Exercise brief —
Identify every line in the records below that contains the word "logo" and copy each such line. Case counts.

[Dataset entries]
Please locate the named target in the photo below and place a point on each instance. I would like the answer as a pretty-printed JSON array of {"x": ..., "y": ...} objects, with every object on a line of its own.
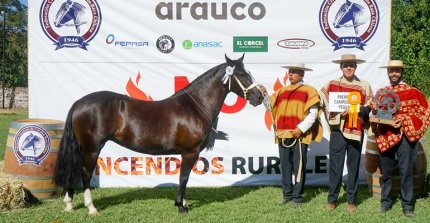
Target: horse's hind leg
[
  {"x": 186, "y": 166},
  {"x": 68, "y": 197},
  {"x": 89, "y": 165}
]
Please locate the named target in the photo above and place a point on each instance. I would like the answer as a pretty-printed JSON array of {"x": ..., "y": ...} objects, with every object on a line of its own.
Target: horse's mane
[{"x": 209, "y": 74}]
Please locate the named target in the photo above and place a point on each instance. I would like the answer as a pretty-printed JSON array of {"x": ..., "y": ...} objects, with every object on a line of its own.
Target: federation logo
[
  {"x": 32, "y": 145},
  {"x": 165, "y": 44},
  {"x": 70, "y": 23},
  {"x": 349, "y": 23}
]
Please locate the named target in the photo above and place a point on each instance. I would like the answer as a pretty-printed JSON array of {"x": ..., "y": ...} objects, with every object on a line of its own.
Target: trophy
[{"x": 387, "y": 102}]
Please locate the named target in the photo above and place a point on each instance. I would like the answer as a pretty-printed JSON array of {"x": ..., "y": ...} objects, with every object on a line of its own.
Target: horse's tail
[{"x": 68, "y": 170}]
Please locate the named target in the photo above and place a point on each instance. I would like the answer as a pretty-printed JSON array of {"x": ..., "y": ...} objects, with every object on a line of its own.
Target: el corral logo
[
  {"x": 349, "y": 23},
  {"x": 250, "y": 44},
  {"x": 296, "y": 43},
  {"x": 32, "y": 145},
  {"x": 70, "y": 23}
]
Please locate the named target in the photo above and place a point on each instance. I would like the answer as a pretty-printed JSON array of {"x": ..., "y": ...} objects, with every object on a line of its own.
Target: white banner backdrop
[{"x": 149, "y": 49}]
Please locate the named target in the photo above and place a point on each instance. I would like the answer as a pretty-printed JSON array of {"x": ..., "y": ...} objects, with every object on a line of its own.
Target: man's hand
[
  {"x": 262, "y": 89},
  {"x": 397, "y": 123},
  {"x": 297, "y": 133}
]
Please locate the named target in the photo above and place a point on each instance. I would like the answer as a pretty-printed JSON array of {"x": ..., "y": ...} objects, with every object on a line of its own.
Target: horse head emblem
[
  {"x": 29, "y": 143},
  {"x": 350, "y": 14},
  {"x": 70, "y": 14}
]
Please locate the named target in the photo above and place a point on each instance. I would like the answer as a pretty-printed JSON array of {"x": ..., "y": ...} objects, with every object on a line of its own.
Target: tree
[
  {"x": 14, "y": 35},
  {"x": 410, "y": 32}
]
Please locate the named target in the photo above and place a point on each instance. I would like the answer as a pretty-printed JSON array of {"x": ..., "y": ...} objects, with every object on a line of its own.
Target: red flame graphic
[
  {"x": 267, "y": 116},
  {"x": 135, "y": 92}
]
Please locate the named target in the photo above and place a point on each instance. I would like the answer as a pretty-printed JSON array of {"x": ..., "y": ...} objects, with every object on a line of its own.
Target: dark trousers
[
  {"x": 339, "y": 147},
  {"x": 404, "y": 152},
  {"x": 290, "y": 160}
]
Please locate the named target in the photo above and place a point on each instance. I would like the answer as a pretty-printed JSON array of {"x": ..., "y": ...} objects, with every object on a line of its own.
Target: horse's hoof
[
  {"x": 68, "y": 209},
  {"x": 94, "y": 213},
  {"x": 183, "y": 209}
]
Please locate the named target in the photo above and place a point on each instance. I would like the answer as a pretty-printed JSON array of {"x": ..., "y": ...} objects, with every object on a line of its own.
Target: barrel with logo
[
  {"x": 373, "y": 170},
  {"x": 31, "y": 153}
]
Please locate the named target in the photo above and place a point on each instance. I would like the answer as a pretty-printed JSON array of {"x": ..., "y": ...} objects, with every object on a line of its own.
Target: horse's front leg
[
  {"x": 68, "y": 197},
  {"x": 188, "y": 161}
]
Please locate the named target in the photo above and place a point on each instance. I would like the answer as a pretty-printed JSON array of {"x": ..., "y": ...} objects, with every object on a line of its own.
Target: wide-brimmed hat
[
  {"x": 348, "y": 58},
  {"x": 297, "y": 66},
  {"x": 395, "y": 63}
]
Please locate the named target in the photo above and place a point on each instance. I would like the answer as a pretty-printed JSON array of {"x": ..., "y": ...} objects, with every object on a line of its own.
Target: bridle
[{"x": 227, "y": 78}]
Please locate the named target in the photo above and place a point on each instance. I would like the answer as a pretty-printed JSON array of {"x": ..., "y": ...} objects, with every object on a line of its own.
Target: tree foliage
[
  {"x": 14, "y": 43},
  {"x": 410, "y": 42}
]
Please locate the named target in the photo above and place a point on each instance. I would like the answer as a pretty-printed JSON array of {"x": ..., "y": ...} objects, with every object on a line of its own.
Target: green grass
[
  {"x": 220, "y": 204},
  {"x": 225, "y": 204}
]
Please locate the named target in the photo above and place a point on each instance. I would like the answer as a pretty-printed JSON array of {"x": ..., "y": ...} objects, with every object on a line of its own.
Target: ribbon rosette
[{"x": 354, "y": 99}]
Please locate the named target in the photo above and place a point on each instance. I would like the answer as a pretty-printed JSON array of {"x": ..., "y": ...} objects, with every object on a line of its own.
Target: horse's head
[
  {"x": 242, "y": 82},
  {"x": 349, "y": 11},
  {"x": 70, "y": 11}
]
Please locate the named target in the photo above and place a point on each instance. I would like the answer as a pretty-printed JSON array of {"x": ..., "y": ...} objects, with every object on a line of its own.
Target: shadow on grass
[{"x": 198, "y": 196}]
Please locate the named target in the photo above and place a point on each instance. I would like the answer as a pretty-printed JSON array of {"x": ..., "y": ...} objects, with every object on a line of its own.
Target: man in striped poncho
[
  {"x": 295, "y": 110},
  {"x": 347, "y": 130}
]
==
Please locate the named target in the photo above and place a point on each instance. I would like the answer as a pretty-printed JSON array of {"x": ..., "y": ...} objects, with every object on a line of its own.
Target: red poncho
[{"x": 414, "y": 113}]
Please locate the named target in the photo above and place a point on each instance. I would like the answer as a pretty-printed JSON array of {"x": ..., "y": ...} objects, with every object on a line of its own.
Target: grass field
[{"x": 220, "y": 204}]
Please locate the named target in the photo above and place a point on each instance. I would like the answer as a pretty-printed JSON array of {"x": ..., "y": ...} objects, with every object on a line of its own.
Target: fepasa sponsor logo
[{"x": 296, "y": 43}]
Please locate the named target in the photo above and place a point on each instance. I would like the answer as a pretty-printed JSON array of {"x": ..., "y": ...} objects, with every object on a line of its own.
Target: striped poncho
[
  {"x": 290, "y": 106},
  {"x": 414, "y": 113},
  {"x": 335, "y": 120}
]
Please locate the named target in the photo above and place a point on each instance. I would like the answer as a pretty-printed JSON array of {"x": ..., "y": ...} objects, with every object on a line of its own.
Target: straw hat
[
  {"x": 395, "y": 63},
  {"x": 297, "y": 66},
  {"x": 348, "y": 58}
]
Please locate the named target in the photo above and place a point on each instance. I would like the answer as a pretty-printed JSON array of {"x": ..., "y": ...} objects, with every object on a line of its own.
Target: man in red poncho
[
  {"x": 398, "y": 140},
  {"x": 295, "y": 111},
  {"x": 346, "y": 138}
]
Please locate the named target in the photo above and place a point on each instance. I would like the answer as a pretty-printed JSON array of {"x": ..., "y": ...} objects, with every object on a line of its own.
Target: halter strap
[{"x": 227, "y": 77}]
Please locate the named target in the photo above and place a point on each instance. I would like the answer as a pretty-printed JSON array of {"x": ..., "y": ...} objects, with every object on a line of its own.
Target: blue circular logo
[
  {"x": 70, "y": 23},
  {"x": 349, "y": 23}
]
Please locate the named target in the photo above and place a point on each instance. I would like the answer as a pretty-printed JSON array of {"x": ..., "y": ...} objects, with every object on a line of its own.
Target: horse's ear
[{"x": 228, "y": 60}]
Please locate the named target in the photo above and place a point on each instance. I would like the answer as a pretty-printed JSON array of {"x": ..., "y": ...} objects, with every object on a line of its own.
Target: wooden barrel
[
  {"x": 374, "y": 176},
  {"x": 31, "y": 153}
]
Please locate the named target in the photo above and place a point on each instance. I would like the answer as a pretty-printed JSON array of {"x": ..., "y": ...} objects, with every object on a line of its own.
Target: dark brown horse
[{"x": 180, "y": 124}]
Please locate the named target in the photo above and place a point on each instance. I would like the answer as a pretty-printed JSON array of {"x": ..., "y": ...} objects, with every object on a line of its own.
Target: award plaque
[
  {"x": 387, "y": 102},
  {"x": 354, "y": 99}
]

Solution for this exercise —
Target: federation logo
Target: el corral logo
Target: barrel with logo
Target: fepasa sponsor logo
Target: blue circular logo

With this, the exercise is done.